• RECORD EXTRACTS:
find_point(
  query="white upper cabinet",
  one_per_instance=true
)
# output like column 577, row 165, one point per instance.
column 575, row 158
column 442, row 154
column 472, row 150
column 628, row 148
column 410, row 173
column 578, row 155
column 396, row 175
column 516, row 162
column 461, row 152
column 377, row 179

• WHAT NEEDS TO BE DONE: Reproduce exactly the line bearing "one_per_instance=true" and all the lines that come after it in the records above; add nothing.

• ANSWER BOX:
  one_per_instance=true
)
# output like column 577, row 165, one point per instance.
column 575, row 158
column 442, row 154
column 472, row 150
column 628, row 148
column 410, row 173
column 578, row 155
column 396, row 175
column 516, row 162
column 461, row 152
column 377, row 179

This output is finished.